> Location identification entries:
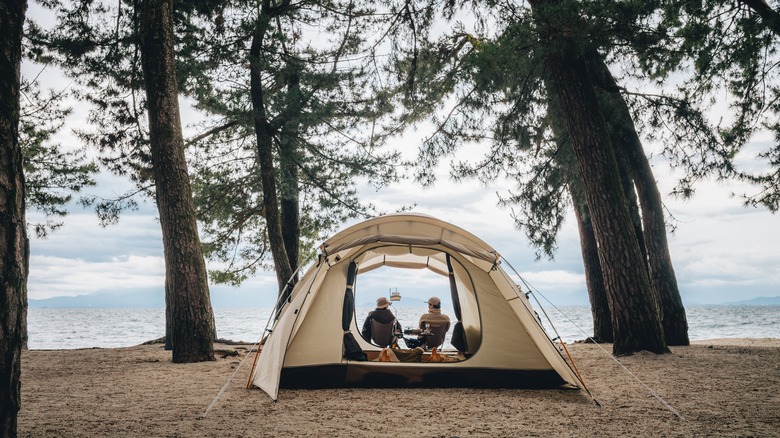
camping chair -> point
(436, 339)
(383, 334)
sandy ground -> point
(718, 388)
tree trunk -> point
(636, 324)
(662, 276)
(264, 133)
(187, 292)
(597, 294)
(13, 233)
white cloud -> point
(57, 276)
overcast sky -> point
(722, 252)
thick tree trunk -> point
(597, 294)
(636, 323)
(187, 289)
(288, 153)
(13, 234)
(264, 133)
(662, 276)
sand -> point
(718, 387)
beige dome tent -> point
(497, 338)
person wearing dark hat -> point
(432, 328)
(380, 326)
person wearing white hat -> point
(380, 325)
(432, 328)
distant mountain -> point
(131, 298)
(758, 301)
(154, 297)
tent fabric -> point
(505, 344)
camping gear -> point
(310, 342)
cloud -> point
(58, 276)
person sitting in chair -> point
(380, 325)
(432, 328)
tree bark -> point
(636, 324)
(288, 154)
(13, 233)
(264, 133)
(659, 260)
(597, 294)
(187, 293)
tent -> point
(313, 338)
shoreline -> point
(724, 386)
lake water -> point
(68, 328)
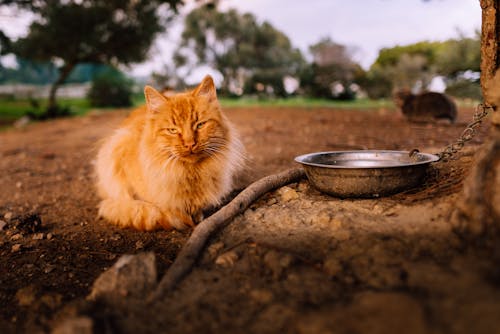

> Stated problem: Which lines in the records contain the string "tree"? Show every one of them, counting a match only when its case is the same.

> Exercise solution:
tree trunk -> point
thick tree trunk -> point
tree bark -> point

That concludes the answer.